__Task instructions__:
Retype every entry exactly, character for character.

+++ Records for the exercise +++

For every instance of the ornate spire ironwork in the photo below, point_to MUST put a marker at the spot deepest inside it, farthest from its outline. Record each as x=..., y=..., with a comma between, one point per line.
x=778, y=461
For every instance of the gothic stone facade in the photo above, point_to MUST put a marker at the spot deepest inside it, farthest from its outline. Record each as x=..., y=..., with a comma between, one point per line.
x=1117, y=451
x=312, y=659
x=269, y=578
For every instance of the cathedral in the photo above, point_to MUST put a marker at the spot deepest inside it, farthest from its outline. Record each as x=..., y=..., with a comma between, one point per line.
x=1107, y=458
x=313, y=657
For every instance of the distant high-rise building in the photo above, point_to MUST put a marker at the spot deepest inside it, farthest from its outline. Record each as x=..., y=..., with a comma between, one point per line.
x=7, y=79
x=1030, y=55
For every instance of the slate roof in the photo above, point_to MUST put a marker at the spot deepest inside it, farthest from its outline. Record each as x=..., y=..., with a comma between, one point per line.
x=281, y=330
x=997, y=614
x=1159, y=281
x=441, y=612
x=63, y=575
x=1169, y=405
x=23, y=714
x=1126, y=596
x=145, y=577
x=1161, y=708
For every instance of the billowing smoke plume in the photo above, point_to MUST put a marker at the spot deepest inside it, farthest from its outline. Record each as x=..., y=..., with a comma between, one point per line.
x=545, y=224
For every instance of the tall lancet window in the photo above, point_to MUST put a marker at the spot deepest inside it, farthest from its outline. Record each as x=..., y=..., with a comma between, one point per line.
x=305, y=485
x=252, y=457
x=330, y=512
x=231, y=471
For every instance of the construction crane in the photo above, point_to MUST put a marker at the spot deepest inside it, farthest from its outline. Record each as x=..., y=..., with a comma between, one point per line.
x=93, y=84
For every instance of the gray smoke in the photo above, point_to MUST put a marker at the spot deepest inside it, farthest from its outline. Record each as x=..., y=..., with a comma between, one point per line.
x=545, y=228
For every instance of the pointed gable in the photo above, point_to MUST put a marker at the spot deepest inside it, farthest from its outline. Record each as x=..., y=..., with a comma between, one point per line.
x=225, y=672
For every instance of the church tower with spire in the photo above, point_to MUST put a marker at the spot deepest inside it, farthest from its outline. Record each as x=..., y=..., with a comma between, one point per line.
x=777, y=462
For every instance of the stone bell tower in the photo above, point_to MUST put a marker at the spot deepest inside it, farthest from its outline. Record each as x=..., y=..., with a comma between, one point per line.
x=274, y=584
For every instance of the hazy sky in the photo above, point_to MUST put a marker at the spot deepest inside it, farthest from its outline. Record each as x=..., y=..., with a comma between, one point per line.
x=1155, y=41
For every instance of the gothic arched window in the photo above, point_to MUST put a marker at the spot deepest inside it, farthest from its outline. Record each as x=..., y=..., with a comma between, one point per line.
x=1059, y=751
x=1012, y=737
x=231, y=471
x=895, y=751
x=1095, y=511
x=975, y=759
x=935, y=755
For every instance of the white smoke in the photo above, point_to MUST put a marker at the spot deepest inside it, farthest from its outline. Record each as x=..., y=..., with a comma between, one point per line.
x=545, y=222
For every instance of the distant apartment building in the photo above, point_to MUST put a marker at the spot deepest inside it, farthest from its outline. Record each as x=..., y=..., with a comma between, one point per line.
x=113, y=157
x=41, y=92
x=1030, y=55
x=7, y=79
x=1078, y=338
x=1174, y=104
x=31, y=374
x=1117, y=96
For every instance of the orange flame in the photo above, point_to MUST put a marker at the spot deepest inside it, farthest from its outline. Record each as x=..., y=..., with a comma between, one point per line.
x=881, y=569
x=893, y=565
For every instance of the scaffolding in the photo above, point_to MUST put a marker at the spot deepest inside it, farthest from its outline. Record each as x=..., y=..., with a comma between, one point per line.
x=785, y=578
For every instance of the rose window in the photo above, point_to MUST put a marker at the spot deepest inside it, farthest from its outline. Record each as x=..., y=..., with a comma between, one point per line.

+++

__Answer to the task__:
For every instance of the ornate spire ironwork in the photo below, point_to MUST put a marker at the spot deepest inside it, farthest from its outline. Record each as x=..., y=..., with a comma between, one point per line.
x=778, y=461
For every instance of the gothic stone facade in the photo above, point_to MUST put a marker at the spot deepest inside it, farthest from its outline. Record each as x=..., y=..., with a comma between, one point per line.
x=1117, y=451
x=312, y=659
x=269, y=578
For every instance of the cathedral in the photo above, point_to MUST put a marker at the spot deepest inside it, farthest from its outline. Record each as x=..., y=..., with a comma between, one point per line.
x=1107, y=458
x=313, y=657
For every instance of the distant high-rise building in the photo above, point_to MUST put a marker at the spot deepest inside it, farthest from its outline. Record each as x=..., y=..., with a comma between, one point per line.
x=7, y=79
x=1030, y=55
For every instance of the slate roof in the photo above, point_to MUST put a marker at the spot deepest inside it, farthest from its outline. Record each as x=..., y=..., with a comma between, one point per line.
x=281, y=330
x=997, y=614
x=1159, y=281
x=441, y=612
x=63, y=575
x=1169, y=405
x=23, y=714
x=1126, y=596
x=145, y=577
x=1161, y=708
For every instance of the billowing smoke plume in the photo above, point_to MUST put a marker at the spot deepest inside it, farthest from its outline. Record each as x=..., y=..., with a comma between, one point per line.
x=545, y=224
For every instance of the tall lancet window in the photo above, point_to MUST put a marker at the spot deepest inside it, farthest from its outline. Record each as x=..., y=..., with a comma between, one point per line.
x=305, y=485
x=252, y=457
x=330, y=512
x=231, y=471
For every instance of the construction crane in the photo above, point_to MUST put a marker at the spot deepest inside it, farthest from its outline. Record each as x=..., y=..., with a comma between, one point per line.
x=93, y=84
For every instance of the gray smoke in the photo above, point_to MUST put a marker at the spot deepest inside it, farthest from its outline. Record each as x=..., y=..., with a comma between, one point per line.
x=545, y=228
For every instance of the pointed gable in the photo above, point_to MUST put a marker at the spot deepest inside it, farthest from its outline. Record each as x=..., y=..., with a comma between, one point per line.
x=225, y=672
For every instance of the church tower with spire in the photo above, point_to MUST put a marker at the spot deepest inside it, farthest from its outline. Record each as x=..., y=..., with a comma between, one point per line.
x=777, y=462
For every instance of the stone bell tower in the photo above, point_to MUST put a marker at the spot deepest inside it, farthest from its outline. Record each as x=..., y=..., with a comma between, one point per line.
x=274, y=584
For every instance of the hazy sky in the photo above, point_to MUST put a marker at the spot deepest inside it, farthest from its outline. Record each as x=..., y=..., with a comma between, one point per line.
x=1155, y=41
For every instance of the gothic arched window in the photo above, point_to MUST put a marker at the spot deepest inside it, farthest from its outline. Record each as x=..., y=..., with a comma between, one point per line.
x=1059, y=751
x=1012, y=737
x=231, y=471
x=895, y=751
x=1095, y=511
x=975, y=759
x=935, y=755
For every instance of the white smoke in the photo above, point_to MUST put a marker at the spot deepest inside it, farthest from its outline. Record each as x=..., y=..., with a comma between, one point per line.
x=545, y=222
For every instance of the distant apartment building in the photo above, point_to MUST put a marker at the spot deepest inside it, farthest from its outline. Record each as x=..., y=..., with a comma between, one point per line.
x=113, y=157
x=41, y=92
x=1030, y=55
x=7, y=79
x=1078, y=338
x=1174, y=104
x=31, y=374
x=1117, y=96
For every instance of the orange flame in the photo above, point_to MUST put a marker at the spot deepest inside it, farthest from its outline. Record each as x=..., y=..., with a comma between, one point per line.
x=881, y=569
x=893, y=565
For every instance of the scaffolding in the photo above, point_to MUST put a marker at the spot deepest inside it, farthest from its outline. Record each as x=..., y=..., with a comma between, one point per line.
x=785, y=578
For every instance of the rose window in the photo above, point_to MUST put a marker at the spot deepest inside it, farthest from its outline. Record each as x=..., y=..., with a comma between, one point per line.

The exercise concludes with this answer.